[Lines of data]
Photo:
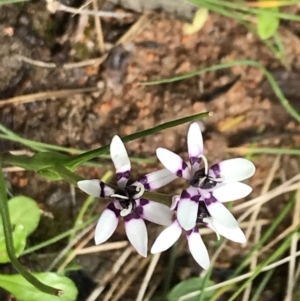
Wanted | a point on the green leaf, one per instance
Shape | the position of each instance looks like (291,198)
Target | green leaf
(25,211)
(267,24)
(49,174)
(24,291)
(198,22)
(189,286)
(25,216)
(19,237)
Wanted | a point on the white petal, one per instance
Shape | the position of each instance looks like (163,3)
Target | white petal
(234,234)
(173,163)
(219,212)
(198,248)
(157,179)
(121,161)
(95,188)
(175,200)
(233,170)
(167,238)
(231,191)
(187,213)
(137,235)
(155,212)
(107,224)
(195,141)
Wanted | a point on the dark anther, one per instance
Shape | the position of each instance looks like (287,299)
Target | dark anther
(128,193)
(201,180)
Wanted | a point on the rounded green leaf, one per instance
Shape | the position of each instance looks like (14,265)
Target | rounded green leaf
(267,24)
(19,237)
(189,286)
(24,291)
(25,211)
==
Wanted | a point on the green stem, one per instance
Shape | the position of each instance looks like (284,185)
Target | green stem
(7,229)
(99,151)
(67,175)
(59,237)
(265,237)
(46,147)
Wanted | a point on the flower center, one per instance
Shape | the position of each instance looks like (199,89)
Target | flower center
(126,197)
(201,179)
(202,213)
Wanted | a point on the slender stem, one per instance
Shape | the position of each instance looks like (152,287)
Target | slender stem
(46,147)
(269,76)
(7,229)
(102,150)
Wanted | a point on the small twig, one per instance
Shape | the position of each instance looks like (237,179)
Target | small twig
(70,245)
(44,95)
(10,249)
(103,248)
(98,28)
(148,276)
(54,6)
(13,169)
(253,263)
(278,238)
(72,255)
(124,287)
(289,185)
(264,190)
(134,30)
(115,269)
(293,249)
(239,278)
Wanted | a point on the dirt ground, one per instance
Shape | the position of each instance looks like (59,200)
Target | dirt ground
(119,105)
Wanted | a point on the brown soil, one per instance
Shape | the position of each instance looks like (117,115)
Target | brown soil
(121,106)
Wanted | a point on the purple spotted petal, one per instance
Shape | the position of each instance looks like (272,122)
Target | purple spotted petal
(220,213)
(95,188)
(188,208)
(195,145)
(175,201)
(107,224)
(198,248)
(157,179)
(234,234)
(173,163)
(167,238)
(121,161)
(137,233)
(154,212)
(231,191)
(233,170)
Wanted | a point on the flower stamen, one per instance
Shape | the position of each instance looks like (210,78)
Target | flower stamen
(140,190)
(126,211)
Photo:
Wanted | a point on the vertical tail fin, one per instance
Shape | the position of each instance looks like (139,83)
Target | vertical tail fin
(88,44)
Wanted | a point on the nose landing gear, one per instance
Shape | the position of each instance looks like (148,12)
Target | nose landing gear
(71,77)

What to work on | Count the lines above that contain the word "dark". Reply with the number alone.

Solution to this exercise | 2